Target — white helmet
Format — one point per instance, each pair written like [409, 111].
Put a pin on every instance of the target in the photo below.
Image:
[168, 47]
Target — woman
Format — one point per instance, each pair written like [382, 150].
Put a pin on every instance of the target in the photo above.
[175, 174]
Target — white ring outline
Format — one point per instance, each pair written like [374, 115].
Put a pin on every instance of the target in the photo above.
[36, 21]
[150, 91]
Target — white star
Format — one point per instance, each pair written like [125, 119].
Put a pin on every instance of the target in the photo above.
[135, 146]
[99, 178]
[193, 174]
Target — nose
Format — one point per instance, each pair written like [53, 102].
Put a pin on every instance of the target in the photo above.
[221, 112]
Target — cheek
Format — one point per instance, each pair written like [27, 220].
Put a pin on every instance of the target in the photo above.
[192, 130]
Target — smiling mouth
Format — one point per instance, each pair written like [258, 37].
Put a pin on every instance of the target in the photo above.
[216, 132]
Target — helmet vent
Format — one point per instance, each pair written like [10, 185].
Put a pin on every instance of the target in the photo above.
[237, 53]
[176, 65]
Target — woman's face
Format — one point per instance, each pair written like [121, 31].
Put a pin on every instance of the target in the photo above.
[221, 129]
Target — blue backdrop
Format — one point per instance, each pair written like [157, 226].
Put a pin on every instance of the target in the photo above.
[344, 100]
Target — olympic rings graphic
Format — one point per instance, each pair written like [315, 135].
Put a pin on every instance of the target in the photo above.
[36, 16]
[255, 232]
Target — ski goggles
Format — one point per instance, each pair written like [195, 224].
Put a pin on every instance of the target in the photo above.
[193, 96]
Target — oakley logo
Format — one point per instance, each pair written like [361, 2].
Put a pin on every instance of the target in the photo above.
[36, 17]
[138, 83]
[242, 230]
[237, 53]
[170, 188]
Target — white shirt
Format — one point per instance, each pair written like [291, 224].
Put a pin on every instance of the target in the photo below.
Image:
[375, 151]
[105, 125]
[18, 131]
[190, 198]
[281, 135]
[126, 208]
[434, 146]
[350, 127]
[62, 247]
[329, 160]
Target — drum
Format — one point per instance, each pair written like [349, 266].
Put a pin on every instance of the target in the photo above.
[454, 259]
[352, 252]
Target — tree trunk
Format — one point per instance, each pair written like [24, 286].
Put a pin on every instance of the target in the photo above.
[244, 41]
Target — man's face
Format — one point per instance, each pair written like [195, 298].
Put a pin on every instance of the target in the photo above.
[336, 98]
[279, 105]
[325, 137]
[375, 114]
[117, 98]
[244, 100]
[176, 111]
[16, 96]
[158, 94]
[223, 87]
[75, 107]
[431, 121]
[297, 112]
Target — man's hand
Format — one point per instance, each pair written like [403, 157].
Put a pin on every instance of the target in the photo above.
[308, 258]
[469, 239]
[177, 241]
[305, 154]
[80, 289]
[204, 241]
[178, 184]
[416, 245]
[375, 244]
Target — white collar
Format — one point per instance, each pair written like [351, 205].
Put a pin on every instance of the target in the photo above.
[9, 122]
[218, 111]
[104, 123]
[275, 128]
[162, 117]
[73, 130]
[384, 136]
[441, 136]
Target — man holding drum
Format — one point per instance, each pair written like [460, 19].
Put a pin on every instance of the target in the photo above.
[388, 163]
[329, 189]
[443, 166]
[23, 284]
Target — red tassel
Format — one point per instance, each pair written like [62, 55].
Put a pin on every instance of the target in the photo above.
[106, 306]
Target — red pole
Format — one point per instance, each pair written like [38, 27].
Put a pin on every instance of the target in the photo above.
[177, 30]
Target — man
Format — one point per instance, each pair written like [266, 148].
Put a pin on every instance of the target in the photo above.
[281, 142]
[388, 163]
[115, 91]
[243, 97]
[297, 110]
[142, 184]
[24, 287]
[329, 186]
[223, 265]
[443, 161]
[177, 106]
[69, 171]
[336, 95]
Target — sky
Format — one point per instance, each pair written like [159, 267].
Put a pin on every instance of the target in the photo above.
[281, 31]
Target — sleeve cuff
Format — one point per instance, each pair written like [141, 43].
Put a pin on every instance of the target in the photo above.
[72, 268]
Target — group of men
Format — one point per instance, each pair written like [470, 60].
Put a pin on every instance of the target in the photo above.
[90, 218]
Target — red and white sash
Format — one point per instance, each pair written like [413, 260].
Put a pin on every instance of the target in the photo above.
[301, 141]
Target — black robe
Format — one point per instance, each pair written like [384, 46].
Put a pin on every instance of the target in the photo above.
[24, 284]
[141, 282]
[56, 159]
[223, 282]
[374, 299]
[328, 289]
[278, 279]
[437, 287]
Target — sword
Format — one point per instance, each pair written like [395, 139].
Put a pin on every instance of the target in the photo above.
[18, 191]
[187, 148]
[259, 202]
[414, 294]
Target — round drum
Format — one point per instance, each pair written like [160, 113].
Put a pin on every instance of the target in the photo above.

* **Task details**
Reproduce all of the data exactly as given.

* **Solution to this task**
Target — white helmet
Format — one point per instance, each pair written like [409, 111].
Put a pin on every instance of the target in the photo below.
Image:
[168, 47]
Target — woman
Format — one point per instance, each pair written like [382, 150].
Put a pin on every instance of the target in the photo above.
[175, 174]
Target — white ring outline
Format — one point per instance, each pair written like [374, 115].
Put a pin on every instance of the target in the photo above.
[36, 21]
[150, 91]
Target — white star
Format — one point per instance, each pair written like [125, 119].
Put a pin on every instance of the target in the photo above.
[135, 146]
[99, 178]
[193, 174]
Target — nose
Format — one point per instance, each pair written like [53, 102].
Put a pin on every instance of the target in the photo above.
[221, 112]
Target — cheek
Format — one point per instance, each pair written like [27, 220].
Put a pin on every instance of the target in the photo above.
[192, 130]
Target — smiling mouth
Format — one point per instance, each pair written like [258, 37].
Put a pin on every instance of the target in the photo above.
[216, 132]
Target — helmet vent
Format — one point per instance, each pair written like [10, 185].
Put a pin on every instance of the target in the photo above.
[237, 53]
[176, 65]
Target — woman's face
Format — one point per instance, each pair written like [121, 31].
Put a pin on every instance of the target in the photo above.
[221, 129]
Target — blue backdrop
Format — one point per instance, each pair written like [157, 226].
Put a pin on every instance of the target in the photo above.
[344, 100]
Target — olympic rings graphic
Format — one point per instance, each pair written like [315, 135].
Put a pin on every instance of the target in the photo above.
[36, 16]
[255, 232]
Target — ski goggles
Format — one point per instance, each pair written like [195, 224].
Put a pin on every instance of the target in the photo above.
[193, 96]
Target — oakley logo
Format — one point per instance, each pair written like [361, 2].
Put a pin on every instance of the target in the photo above.
[36, 17]
[138, 83]
[242, 230]
[237, 53]
[170, 188]
Target — white shirt
Format — one point per instance, each pair written like [291, 224].
Put a pin on every instance of the target in the photo below.
Image:
[375, 151]
[105, 125]
[18, 131]
[190, 198]
[281, 135]
[126, 208]
[434, 146]
[350, 127]
[62, 247]
[329, 160]
Target — drum
Format — one point per instance, each pair written like [349, 266].
Put a pin on every instance of the target in the photo above.
[454, 259]
[352, 252]
Target — tree trunk
Format — one point per instance, each pair written like [24, 286].
Put a pin on every instance of the target in the photo above.
[244, 41]
Target — man's face
Format — one point per instance, each pair written like [195, 298].
Put a pin on every instance of the target in the photo above.
[336, 98]
[279, 105]
[325, 137]
[375, 114]
[117, 98]
[244, 100]
[176, 111]
[16, 96]
[158, 94]
[223, 87]
[75, 107]
[431, 121]
[297, 112]
Target — man's hand
Format — one point per instance, each pair written like [403, 157].
Put a pin on every instance of the target in the photo above.
[308, 258]
[469, 239]
[177, 241]
[305, 154]
[80, 289]
[204, 241]
[178, 184]
[416, 245]
[375, 244]
Target — white collar
Format — one point per instance, each pair written like [351, 205].
Put a pin on every instance of the target in the photo above.
[9, 122]
[218, 111]
[104, 123]
[275, 128]
[162, 117]
[73, 130]
[384, 136]
[441, 136]
Target — man holding drum
Format — one point per instance, each pair written like [460, 19].
Put a pin on every instance of the target in the photo above.
[388, 163]
[329, 189]
[443, 166]
[23, 284]
Target — red tassel
Format — one point per instance, each pair written like [62, 55].
Put a pin on every instance of the target in the photo above.
[106, 306]
Target — red pole
Format — one point per instance, each pair written like [38, 27].
Put a pin on every instance of the target in the photo above.
[177, 30]
Target — man
Format — one point per instance, each pair written like [266, 148].
Put a pin on every instance of the target in the photo above.
[281, 142]
[388, 163]
[115, 91]
[243, 97]
[297, 110]
[142, 184]
[24, 287]
[329, 186]
[223, 265]
[443, 161]
[177, 106]
[69, 171]
[336, 95]
Target — sky
Format — one point per instance, each pair written like [159, 267].
Put a pin on every instance of the target in the photo above.
[281, 31]
Target — sleeve cuff
Format — one point per instance, each pair written like [141, 43].
Put a pin on every instance of the target in the photo above.
[72, 268]
Target — group of men
Format — one point per instance, each pair written like [470, 60].
Put a pin on every instance of the target in the photo above.
[90, 218]
Target — red and white sash
Format — one point per instance, each pair written like [413, 260].
Put a pin on every instance of the target in the photo above.
[301, 141]
Target — black robe
Format — one point per instance, each pair written like [384, 46].
Put a pin on every instance of the target in the photo above.
[24, 284]
[141, 282]
[56, 159]
[223, 282]
[374, 299]
[328, 289]
[278, 279]
[437, 287]
Target — sword
Format — one point per instance, each pair written like [395, 139].
Put a pin on every instance of the target in the photo above.
[18, 191]
[187, 148]
[259, 202]
[414, 294]
Target — round drum
Format — one point per instance, each pair written like [160, 113].
Put a pin on every instance of the target in the photo above.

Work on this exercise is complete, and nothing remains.